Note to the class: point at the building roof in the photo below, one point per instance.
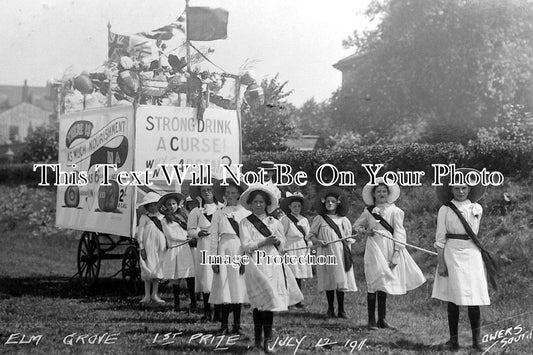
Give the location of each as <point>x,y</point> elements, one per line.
<point>13,95</point>
<point>23,110</point>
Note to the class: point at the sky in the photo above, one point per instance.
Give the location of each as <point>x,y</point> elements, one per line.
<point>299,39</point>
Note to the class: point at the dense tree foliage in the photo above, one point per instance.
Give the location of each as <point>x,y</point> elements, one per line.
<point>454,65</point>
<point>314,118</point>
<point>42,144</point>
<point>266,127</point>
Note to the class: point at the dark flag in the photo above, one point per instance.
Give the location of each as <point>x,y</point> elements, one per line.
<point>206,24</point>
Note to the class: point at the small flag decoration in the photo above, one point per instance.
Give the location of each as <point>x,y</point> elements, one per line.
<point>133,46</point>
<point>206,24</point>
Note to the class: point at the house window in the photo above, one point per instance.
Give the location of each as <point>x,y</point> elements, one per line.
<point>14,133</point>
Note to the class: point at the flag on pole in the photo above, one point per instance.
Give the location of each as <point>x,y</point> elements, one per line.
<point>166,32</point>
<point>133,46</point>
<point>206,24</point>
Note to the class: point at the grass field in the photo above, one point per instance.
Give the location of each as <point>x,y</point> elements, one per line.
<point>42,304</point>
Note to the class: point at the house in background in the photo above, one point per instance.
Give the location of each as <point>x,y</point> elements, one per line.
<point>305,143</point>
<point>16,122</point>
<point>22,108</point>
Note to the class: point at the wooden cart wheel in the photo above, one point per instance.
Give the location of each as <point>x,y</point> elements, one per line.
<point>89,258</point>
<point>131,271</point>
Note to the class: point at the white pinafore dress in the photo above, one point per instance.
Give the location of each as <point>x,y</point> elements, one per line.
<point>379,250</point>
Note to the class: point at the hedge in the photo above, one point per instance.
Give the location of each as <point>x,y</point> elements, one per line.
<point>511,159</point>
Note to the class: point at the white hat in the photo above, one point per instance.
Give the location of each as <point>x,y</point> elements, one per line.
<point>368,198</point>
<point>151,197</point>
<point>258,187</point>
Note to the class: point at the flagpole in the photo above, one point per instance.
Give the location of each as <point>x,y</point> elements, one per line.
<point>109,71</point>
<point>188,98</point>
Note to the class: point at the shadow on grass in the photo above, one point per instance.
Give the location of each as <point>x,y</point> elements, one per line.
<point>406,344</point>
<point>62,287</point>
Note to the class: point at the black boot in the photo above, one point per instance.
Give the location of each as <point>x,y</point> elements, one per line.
<point>330,295</point>
<point>268,319</point>
<point>217,313</point>
<point>340,303</point>
<point>207,308</point>
<point>192,295</point>
<point>371,305</point>
<point>382,310</point>
<point>224,310</point>
<point>176,290</point>
<point>474,314</point>
<point>236,318</point>
<point>258,328</point>
<point>299,304</point>
<point>453,325</point>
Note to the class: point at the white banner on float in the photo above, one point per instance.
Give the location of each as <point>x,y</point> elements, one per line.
<point>86,139</point>
<point>174,135</point>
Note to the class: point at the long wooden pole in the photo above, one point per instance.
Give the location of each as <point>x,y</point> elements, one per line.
<point>187,47</point>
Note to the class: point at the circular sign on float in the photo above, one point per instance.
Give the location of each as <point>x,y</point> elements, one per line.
<point>108,197</point>
<point>129,82</point>
<point>83,84</point>
<point>72,196</point>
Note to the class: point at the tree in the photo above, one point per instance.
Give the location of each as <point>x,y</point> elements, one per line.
<point>266,127</point>
<point>453,64</point>
<point>42,144</point>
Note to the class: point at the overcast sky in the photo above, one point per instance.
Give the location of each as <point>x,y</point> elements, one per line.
<point>299,39</point>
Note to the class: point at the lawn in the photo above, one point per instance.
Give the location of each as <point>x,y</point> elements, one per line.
<point>43,306</point>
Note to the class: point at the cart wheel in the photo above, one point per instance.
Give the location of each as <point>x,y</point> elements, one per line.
<point>131,271</point>
<point>89,258</point>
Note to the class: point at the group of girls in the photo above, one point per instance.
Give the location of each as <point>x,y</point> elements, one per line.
<point>244,224</point>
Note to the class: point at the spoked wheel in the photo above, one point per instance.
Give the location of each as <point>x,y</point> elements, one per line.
<point>89,258</point>
<point>131,271</point>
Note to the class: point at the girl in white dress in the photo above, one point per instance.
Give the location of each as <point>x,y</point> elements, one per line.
<point>389,268</point>
<point>229,288</point>
<point>198,225</point>
<point>296,228</point>
<point>460,279</point>
<point>271,286</point>
<point>152,247</point>
<point>332,205</point>
<point>178,262</point>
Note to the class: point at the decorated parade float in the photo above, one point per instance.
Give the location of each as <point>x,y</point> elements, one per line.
<point>148,105</point>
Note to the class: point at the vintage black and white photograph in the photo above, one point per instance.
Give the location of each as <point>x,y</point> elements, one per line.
<point>259,177</point>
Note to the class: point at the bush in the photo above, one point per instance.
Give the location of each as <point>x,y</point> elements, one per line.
<point>511,159</point>
<point>42,144</point>
<point>18,174</point>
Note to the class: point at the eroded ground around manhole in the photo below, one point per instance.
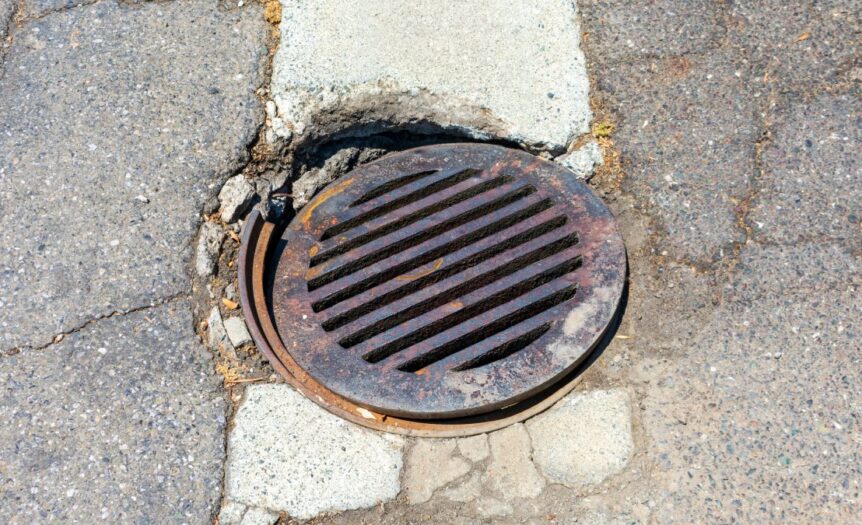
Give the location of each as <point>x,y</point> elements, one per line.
<point>729,134</point>
<point>734,373</point>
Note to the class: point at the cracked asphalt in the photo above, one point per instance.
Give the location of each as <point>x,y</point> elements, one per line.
<point>738,127</point>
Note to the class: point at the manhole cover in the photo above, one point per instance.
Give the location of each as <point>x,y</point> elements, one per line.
<point>440,282</point>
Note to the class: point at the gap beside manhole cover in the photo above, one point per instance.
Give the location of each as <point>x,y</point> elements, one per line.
<point>443,282</point>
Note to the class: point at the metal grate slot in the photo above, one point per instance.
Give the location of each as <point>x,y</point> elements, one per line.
<point>390,186</point>
<point>377,233</point>
<point>389,207</point>
<point>456,345</point>
<point>420,237</point>
<point>410,264</point>
<point>459,290</point>
<point>468,312</point>
<point>533,233</point>
<point>504,350</point>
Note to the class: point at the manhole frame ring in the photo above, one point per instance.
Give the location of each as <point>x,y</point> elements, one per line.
<point>257,234</point>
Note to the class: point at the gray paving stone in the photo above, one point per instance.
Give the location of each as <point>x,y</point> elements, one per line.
<point>120,423</point>
<point>811,185</point>
<point>584,438</point>
<point>687,133</point>
<point>474,448</point>
<point>99,105</point>
<point>619,30</point>
<point>809,267</point>
<point>511,70</point>
<point>583,161</point>
<point>285,453</point>
<point>796,43</point>
<point>511,472</point>
<point>760,423</point>
<point>431,465</point>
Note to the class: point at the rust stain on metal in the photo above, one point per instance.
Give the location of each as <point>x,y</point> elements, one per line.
<point>444,284</point>
<point>413,276</point>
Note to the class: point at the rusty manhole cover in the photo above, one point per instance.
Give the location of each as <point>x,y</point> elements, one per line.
<point>441,282</point>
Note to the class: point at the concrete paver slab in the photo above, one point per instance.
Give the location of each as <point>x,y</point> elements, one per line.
<point>285,453</point>
<point>690,133</point>
<point>119,423</point>
<point>510,70</point>
<point>811,184</point>
<point>584,438</point>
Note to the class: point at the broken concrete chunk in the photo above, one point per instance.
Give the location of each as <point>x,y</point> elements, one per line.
<point>235,196</point>
<point>216,334</point>
<point>237,332</point>
<point>231,513</point>
<point>511,472</point>
<point>583,161</point>
<point>430,466</point>
<point>258,516</point>
<point>209,244</point>
<point>584,438</point>
<point>466,491</point>
<point>287,454</point>
<point>474,448</point>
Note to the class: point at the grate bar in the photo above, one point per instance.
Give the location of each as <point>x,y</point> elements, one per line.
<point>519,268</point>
<point>514,241</point>
<point>473,356</point>
<point>538,302</point>
<point>461,193</point>
<point>378,210</point>
<point>469,307</point>
<point>431,251</point>
<point>419,232</point>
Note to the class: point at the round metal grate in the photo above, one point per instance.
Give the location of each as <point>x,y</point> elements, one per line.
<point>442,282</point>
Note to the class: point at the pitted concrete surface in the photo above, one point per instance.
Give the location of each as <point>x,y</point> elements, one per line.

------------------------------------------------------------------------

Each line from the start of the listing above through the line with "Note to the class: point at the house window" is what to output, exactly as written and without pictures.

Response ::
Note to the class: point at the building roof in the photo below, one point per instance.
Give the location of each as <point>x,y</point> elements, one per line.
<point>13,95</point>
<point>23,110</point>
Note to the class: point at the sky in the photo above, one point per instance.
Give the location of each as <point>x,y</point> elements, one per line.
<point>299,39</point>
Note to the class: point at the dense tree foliage in the photo above, one point per instance.
Give the location of each as <point>x,y</point> elements, one per line.
<point>454,65</point>
<point>314,118</point>
<point>42,144</point>
<point>266,127</point>
Note to the class: point at the dark flag in the photo above, one point per instance.
Give the location of each as <point>x,y</point> elements, one per line.
<point>206,24</point>
Note to the class: point at the small flag decoration in the photo above, one point per instance.
Give the location of each as <point>x,y</point> elements, one per line.
<point>133,46</point>
<point>206,24</point>
Note to the class: point at the house window in the photo above, one point per instance.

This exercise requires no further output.